Set task 1 = In the news excerpt, on what date did Del. Brooke Grossman explain the bill in a phone interview?
Set task 2 = Rewrite the news excerpt from "The bill defines" up to and including "of a recount.", replacing "duplicates" with "copies".

Source excerpt =
_ _ _ _ _ _ _
Del. Brooke Grossman, D-Washington, who is co-sponsoring companion legislation in the House of Delegates, explained the bill in a Jan 29 phone interview.

“It’s not a super flashy piece of legislation,” she said, “it’s really more about process.”

The bill defines the types of recounts that can be requested (i.e.-a rescan, a rescan with alternative equipment, a manual recount and any others approved by State Board). It also requires that printed ballots, when recreated for scanning purposes, are kept with the duplicates in the event of a recount.

Del. Brooke Grossman, D/Washington, speaks during a breakfast hosted by the Greater Hagerstown Committee at Hagerstown Community College on Nov. 6, 2023.
Del. Brooke Grossman, D/Washington, speaks during a breakfast hosted by the Greater Hagerstown Committee at Hagerstown Community College on Nov. 6, 2023.
_ _ _ _ _ _ _
Entries shown =
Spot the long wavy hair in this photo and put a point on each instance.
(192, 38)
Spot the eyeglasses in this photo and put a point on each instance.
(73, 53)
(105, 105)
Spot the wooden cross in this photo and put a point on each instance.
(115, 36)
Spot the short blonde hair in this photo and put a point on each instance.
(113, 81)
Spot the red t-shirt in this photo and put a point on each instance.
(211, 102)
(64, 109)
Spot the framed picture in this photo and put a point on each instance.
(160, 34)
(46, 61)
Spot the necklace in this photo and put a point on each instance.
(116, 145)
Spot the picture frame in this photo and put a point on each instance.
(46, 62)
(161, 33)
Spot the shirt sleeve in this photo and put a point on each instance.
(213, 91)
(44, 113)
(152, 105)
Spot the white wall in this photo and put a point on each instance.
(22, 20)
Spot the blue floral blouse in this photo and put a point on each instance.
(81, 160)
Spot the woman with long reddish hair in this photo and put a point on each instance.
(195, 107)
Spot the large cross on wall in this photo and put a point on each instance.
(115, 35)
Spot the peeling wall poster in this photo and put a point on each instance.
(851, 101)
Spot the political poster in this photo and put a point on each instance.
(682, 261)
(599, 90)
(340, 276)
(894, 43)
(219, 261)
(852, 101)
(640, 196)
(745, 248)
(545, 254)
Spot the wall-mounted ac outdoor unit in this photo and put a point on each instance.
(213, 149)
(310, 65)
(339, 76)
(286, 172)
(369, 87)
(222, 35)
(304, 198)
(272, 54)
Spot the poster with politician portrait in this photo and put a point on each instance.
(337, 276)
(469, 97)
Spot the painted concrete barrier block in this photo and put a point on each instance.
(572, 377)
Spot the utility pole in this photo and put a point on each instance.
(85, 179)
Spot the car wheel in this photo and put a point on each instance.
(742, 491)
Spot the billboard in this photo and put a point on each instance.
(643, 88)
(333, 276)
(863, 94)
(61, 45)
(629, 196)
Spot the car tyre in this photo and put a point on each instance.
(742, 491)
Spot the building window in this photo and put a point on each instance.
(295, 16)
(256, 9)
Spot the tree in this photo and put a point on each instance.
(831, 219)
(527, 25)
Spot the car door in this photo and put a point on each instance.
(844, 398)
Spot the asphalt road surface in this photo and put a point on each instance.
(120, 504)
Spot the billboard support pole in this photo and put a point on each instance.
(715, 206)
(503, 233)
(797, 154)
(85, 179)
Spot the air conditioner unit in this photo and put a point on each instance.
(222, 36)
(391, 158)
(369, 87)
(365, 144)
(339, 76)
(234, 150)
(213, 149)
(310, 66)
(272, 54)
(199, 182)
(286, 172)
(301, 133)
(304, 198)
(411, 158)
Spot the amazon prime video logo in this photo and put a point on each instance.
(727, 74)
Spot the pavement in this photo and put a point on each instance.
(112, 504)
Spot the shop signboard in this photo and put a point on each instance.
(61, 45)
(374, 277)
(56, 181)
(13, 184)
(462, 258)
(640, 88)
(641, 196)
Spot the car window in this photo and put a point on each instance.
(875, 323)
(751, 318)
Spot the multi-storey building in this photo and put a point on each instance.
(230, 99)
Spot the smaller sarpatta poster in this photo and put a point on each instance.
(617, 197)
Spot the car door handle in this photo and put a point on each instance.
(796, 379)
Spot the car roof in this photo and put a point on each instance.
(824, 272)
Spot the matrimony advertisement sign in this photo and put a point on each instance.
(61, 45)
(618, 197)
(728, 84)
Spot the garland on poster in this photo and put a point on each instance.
_ _ _ _ _ _ _
Exercise answer 1 = Jan 29

Exercise answer 2 =
The bill defines the types of recounts that can be requested (i.e.-a rescan, a rescan with alternative equipment, a manual recount and any others approved by State Board). It also requires that printed ballots, when recreated for scanning purposes, are kept with the copies in the event of a recount.